* **EXTRAIT FOURNI**
1Le cinquième numéro de la Revue du Centre Européen d’Études Slaves réunit les communications présentées lors de la Journée d’études Langue, Lettres, Mémoire, qui a eu lieu à la Faculté de philologie de l’Université de Banja Luka (Bosnie-Herzégovine), le 16 mai 2014. Cette Journée d’études, la première organisée par la Chaire de langue et de littérature françaises de Banja Luka, se présente comme fruit d’une collaboration établie entre l’Université de Banja Luka et l’Université de Poitiers. A l’initiative du  laboratoire MIMMOC EA 3812 et du CEES de l’Université de Poitiers, cette manifestation scientifique a rassemblé les chercheurs français, serbes et bosniens. À cette occasion, les auteurs ont abordé différents sujets : en puisant, d’une manière ou d’une autre, dans le dépôt de l’histoire, ils ont tenté d’éclairer certains faits linguistiques et littéraires.

* **CONSIGNE**
Recopiez mot pour mot le passage de l'extrait sur la Journée d'études qui va de « 1Le cinquième numéro » jusqu'à « linguistiques et littéraires. ».

[Relevés des points étiquetés]

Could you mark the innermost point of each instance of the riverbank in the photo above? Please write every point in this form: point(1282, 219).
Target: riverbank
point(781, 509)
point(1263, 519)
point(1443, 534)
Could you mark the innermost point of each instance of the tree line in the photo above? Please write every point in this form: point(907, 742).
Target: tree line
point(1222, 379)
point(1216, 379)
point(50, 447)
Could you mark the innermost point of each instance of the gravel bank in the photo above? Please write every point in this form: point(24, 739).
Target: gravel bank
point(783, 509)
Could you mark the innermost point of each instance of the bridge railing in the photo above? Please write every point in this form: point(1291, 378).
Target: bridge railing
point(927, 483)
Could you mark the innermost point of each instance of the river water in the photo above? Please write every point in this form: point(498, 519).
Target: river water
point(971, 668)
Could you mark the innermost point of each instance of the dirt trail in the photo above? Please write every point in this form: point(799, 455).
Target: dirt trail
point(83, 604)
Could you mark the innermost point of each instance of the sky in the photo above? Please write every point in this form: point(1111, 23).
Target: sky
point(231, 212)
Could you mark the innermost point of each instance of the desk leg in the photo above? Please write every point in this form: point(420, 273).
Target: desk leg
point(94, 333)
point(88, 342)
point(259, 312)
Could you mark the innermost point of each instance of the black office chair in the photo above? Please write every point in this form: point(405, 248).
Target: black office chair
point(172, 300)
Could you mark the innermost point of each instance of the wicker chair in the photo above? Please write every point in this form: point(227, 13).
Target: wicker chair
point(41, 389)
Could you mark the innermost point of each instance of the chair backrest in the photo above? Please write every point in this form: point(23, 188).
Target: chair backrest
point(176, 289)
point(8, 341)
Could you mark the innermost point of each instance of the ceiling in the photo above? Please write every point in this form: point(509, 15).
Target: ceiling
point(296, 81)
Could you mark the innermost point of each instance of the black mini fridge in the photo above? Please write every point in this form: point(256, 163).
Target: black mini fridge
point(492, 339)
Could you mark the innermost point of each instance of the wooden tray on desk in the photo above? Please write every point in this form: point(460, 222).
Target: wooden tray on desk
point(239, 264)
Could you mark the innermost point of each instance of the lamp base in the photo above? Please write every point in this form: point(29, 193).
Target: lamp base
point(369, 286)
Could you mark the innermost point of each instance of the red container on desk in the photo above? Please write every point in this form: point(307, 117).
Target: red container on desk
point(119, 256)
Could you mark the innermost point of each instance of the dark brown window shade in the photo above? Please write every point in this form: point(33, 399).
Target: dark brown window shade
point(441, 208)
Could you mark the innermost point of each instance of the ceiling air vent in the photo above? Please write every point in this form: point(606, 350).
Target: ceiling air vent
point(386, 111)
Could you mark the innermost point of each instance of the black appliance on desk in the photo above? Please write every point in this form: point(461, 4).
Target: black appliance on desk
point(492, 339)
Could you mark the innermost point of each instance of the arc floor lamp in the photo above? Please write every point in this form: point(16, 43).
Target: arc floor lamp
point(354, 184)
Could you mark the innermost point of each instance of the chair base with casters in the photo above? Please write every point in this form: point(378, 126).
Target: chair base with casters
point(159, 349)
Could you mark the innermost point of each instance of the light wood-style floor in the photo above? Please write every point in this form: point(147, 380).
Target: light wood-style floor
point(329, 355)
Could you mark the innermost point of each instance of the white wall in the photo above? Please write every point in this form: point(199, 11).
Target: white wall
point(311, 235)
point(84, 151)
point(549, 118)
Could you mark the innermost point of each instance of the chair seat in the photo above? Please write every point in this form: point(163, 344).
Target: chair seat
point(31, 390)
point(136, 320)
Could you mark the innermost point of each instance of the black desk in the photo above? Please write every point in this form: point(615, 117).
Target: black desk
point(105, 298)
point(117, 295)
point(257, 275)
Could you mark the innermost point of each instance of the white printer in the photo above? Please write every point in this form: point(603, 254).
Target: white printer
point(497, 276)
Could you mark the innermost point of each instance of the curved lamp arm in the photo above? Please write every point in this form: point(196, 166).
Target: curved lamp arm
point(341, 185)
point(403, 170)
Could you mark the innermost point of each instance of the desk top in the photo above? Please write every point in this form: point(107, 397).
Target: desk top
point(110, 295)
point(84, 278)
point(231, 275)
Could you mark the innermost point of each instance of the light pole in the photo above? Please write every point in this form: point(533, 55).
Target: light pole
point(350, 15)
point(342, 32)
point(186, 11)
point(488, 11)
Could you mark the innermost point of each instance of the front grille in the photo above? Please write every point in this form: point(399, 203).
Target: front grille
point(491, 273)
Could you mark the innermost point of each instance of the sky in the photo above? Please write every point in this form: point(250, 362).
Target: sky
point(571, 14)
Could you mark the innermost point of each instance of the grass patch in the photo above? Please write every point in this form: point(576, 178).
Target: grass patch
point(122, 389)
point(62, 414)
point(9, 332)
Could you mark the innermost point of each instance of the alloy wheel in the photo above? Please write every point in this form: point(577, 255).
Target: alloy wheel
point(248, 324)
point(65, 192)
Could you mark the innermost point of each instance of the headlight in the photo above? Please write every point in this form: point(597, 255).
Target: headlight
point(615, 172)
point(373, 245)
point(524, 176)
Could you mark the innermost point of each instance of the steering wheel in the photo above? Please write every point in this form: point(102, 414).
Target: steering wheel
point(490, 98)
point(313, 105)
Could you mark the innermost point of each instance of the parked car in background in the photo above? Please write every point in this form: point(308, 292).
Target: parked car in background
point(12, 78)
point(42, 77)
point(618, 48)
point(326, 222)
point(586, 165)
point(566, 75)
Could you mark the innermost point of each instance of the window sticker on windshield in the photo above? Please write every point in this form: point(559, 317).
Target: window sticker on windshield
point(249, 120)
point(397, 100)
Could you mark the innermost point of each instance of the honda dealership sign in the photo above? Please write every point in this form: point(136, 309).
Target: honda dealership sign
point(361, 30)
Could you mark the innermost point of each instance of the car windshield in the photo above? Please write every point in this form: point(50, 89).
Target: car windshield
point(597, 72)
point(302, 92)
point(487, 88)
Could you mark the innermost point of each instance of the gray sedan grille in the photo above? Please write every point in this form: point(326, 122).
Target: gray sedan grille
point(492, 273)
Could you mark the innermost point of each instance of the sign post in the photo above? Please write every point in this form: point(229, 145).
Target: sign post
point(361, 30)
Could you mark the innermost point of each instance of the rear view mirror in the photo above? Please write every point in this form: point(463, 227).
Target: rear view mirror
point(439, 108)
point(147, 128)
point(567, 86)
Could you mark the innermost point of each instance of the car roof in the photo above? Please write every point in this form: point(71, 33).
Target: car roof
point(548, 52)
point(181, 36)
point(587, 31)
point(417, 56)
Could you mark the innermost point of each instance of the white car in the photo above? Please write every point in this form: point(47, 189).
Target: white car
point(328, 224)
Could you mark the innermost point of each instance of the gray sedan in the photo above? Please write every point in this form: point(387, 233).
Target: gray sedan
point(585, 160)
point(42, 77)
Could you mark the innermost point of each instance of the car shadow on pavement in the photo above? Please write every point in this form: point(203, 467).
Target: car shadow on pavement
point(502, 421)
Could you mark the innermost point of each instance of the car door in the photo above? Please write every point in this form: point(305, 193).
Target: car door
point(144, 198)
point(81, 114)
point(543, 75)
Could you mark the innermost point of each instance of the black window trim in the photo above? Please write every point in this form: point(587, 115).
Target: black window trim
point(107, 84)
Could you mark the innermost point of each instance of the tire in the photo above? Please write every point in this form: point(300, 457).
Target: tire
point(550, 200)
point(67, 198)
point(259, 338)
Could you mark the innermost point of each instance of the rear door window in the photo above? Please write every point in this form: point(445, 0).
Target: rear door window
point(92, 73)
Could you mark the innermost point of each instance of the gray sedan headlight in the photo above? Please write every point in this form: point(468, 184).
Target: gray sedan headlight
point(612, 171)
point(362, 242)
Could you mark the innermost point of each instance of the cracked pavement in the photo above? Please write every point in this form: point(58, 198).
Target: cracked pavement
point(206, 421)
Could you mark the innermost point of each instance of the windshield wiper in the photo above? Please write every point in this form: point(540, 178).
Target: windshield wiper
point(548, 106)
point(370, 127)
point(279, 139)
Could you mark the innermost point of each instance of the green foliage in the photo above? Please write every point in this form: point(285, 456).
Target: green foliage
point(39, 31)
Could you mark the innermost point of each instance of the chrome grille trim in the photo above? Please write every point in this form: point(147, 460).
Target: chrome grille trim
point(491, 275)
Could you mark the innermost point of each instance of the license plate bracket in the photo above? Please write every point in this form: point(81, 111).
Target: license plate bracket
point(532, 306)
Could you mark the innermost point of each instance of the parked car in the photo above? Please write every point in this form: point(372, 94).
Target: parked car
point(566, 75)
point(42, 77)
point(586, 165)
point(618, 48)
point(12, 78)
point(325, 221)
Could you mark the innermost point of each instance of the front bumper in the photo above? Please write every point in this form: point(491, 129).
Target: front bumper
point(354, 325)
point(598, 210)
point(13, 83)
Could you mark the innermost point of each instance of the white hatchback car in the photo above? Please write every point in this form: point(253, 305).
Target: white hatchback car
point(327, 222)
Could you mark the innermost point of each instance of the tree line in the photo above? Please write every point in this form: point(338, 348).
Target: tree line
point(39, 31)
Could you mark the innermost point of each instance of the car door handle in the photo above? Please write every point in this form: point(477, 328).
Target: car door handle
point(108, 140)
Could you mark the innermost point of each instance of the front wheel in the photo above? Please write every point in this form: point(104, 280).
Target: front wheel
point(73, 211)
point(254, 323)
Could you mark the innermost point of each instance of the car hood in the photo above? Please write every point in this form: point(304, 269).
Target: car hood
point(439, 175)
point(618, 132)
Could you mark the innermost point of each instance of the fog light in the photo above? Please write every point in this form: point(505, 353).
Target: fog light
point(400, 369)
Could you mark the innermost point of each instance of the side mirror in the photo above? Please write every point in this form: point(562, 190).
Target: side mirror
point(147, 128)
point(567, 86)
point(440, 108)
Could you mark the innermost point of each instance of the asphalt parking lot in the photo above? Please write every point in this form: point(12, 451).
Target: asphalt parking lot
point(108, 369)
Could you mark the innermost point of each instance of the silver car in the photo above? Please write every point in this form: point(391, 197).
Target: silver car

* **RÉSULTAT DE L'EXERCICE**
1Le cinquième numéro de la Revue du Centre Européen d’Études Slaves réunit les communications présentées lors de la Journée d’études Langue, Lettres, Mémoire, qui a eu lieu à la Faculté de philologie de l’Université de Banja Luka (Bosnie-Herzégovine), le 16 mai 2014. Cette Journée d’études, la première organisée par la Chaire de langue et de littérature françaises de Banja Luka, se présente comme fruit d’une collaboration établie entre l’Université de Banja Luka et l’Université de Poitiers. A l’initiative du  laboratoire MIMMOC EA 3812 et du CEES de l’Université de Poitiers, cette manifestation scientifique a rassemblé les chercheurs français, serbes et bosniens. À cette occasion, les auteurs ont abordé différents sujets : en puisant, d’une manière ou d’une autre, dans le dépôt de l’histoire, ils ont tenté d’éclairer certains faits linguistiques et littéraires.